<<<<

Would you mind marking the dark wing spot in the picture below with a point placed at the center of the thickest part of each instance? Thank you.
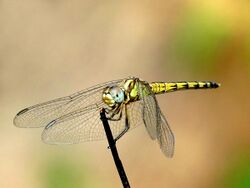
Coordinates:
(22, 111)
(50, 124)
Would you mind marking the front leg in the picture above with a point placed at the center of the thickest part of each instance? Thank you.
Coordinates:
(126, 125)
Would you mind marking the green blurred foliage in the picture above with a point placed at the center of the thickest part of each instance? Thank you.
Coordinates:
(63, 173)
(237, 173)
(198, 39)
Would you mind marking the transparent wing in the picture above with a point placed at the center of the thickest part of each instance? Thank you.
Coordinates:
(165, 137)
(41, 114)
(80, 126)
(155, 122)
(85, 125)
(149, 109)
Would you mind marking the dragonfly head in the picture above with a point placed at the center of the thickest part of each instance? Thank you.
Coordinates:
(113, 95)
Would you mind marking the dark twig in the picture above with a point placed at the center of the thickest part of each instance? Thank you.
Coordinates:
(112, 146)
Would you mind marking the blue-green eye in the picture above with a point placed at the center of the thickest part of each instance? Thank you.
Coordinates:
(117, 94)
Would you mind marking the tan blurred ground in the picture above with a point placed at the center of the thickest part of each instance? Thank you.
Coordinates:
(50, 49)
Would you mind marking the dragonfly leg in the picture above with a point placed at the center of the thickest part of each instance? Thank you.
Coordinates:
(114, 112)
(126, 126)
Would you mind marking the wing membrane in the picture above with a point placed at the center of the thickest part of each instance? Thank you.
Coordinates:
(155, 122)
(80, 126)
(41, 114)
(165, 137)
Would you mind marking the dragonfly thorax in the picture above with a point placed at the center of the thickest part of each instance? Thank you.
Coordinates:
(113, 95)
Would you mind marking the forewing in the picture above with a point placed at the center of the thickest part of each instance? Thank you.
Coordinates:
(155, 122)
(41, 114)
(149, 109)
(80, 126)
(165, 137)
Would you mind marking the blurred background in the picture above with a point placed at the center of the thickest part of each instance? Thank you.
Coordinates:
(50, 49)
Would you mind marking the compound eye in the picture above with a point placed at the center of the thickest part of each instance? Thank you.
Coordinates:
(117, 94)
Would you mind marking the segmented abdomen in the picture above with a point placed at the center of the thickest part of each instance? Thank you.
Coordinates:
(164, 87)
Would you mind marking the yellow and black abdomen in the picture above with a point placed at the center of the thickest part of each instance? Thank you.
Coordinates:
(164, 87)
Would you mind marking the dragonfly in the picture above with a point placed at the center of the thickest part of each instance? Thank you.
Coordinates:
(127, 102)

>>>>
<<<<

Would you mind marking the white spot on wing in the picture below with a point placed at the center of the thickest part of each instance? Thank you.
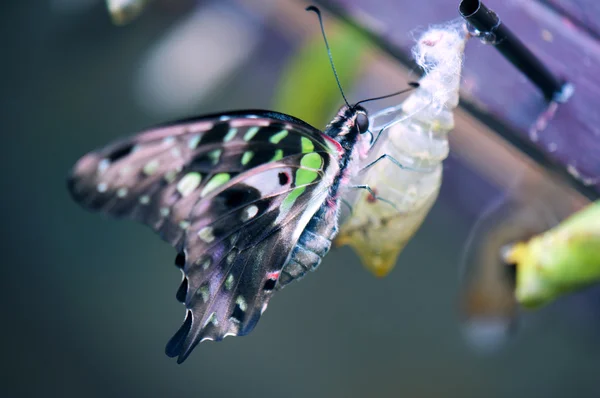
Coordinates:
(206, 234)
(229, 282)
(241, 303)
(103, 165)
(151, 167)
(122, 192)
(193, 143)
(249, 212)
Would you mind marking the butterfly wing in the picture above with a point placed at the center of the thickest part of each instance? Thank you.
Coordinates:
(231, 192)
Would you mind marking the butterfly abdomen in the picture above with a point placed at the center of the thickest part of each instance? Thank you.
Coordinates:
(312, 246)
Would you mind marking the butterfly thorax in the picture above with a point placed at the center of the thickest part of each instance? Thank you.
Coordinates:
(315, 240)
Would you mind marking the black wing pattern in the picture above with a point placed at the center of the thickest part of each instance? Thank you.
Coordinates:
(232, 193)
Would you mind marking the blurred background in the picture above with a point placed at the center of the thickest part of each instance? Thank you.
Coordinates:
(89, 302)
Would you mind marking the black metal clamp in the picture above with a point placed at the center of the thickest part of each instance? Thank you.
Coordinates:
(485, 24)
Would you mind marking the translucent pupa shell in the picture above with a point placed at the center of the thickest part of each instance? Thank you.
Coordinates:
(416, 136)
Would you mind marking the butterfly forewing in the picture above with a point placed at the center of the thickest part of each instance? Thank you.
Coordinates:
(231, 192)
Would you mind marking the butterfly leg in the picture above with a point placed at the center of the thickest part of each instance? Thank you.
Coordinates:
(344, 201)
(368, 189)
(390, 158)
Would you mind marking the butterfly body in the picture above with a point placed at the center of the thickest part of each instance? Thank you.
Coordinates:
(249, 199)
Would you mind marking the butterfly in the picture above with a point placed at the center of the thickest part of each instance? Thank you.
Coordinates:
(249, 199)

>>>>

Whenever the word "spot" appears in a line of the listing, report that line.

Would you mind marking the dark wing spot in the picture below with a point placed at the center of the thickest part of each instance? Thank you.
Would you mind marking the white spot on wing in the picture below with a point placed at the center of the thickest part of each instance? Thank you.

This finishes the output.